Any picture in the records below stays out; return everything else exactly.

•••••

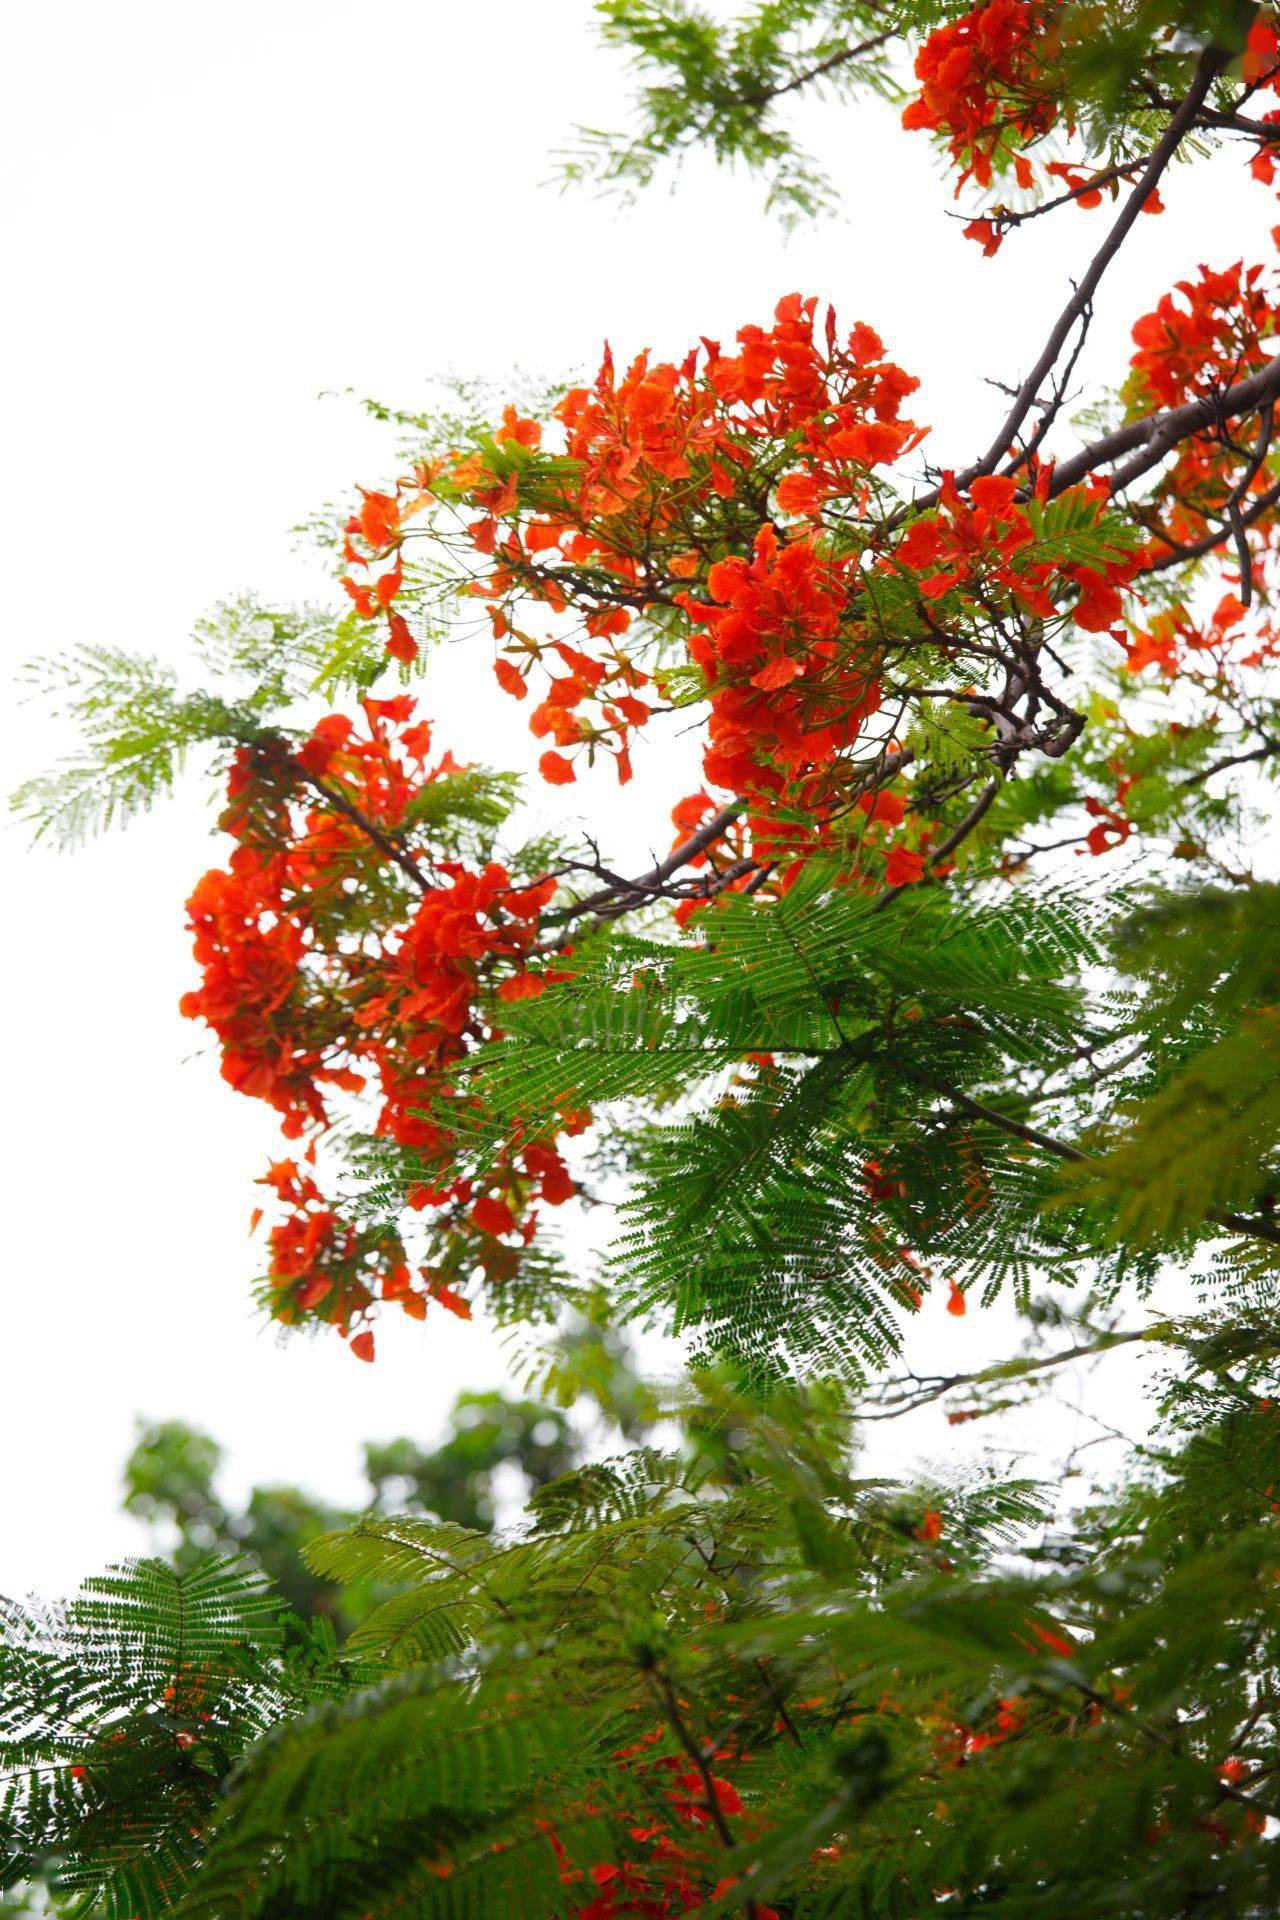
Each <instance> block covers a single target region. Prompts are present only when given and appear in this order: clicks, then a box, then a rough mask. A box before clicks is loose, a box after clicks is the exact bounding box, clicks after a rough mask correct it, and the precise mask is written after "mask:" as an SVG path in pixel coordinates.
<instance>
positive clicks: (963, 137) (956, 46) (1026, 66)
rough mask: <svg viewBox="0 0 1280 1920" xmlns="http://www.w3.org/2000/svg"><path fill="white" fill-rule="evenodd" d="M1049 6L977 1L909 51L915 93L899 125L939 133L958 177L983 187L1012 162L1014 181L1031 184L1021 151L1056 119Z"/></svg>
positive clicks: (931, 33)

•••••

> Answer area
Each <instance> block covers a single target region. Prompts are present only when given and appear in this order: clicks, then a box, then a rough mask. A box before clicks is loose, a box after clicks is the exact bounding box, clicks after a rough mask correct it, and the precise mask is written after "mask:" as an SVG path in pixel coordinates.
<instance>
positive clicks: (963, 137) (956, 46) (1026, 66)
rough mask: <svg viewBox="0 0 1280 1920" xmlns="http://www.w3.org/2000/svg"><path fill="white" fill-rule="evenodd" d="M1049 6L977 1L909 51L915 93L899 125L939 133L958 177L983 187L1012 162L1014 181L1031 184L1021 151L1056 119Z"/></svg>
positive clicks: (931, 33)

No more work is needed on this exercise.